■ **TEXT SECTION**
╭──
Re: Performance Question

2016-07-18 Thread Todd Lipcon
On Mon, Jul 18, 2016 at 10:31 AM, Benjamin Kim  wrote:

> Todd,
>
> Thanks for the info. I was going to upgrade after the testing, but now, it
> looks like I will have to do it earlier than expected.
>
> I will do the upgrade, then resume.
>

OK, sounds good. The upgrade shouldn't invalidate any performance testing
or anything -- just fixes this important bug.

-Todd


> On Jul 18, 2016, at 10:29 AM, Todd Lipcon  wrote:
>
> Hi Ben,
>
> Any chance that you are running Kudu 0.9.0 instead of 0.9.1? There's a
> known serious bug in 0.9.0 which can cause this kind of corruption.
>
> Assuming that you are running with replication count 3 this time, you
> should be able to move aside that tablet metadata file and start the
> server. It will recreate a new repaired replica automatically.
╰──
■ **MATERIAL**
╭──
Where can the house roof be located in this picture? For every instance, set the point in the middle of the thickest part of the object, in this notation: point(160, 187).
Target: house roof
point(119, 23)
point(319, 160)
╰──
■ **SHORT TASK**
How would the Kudu performance thread above go on from its last line? Write the continuation.

■ **THE OUTPUT**
>
> -Todd
>
> On Mon, Jul 18, 2016 at 10:28 AM, Benjamin Kim  wrote:
>
>> During my re-population of the Kudu table, I am getting this error trying
>> to restart a tablet server after it went down. The job that populates this
>> table has been running for over a week.
>>
>> [libprotobuf ERROR google/protobuf/message_lite.cc:123] Can't parse
>> message of type "kudu.tablet.TabletSuperBlockPB" because it is missing
>> required fields: rowsets[2324].columns[15].block
>> F0718 17:01:26.783571   468 tablet_server_main.cc:55] Check failed:
>> _s.ok() Bad status: IO error: Could not init Tablet Manager: Failed to open
>> tablet metadata for tablet: 24637ee6f3e5440181ce3f20b1b298ba: Failed to
>> load tablet metadata for tablet id 24637ee6f3e5440181ce3f20b1b298ba: Could
>> not load tablet metadata from
>> /mnt/data1/kudu/data/tablet-meta/24637ee6f3e5440181ce3f20b1b298ba: Unable
>> to parse PB from path:
>> /mnt/data1/kudu/data/tablet-meta/24637ee6f3e5440181ce3f20b1b298ba
>> *** Check failure stack trace: ***
>> @   0x7d794d  google::LogMessage::Fail()
>> @   0x7d984d  google::LogMessage::SendToLog()
>> @   0x7d7489  google::LogMessage::Flush()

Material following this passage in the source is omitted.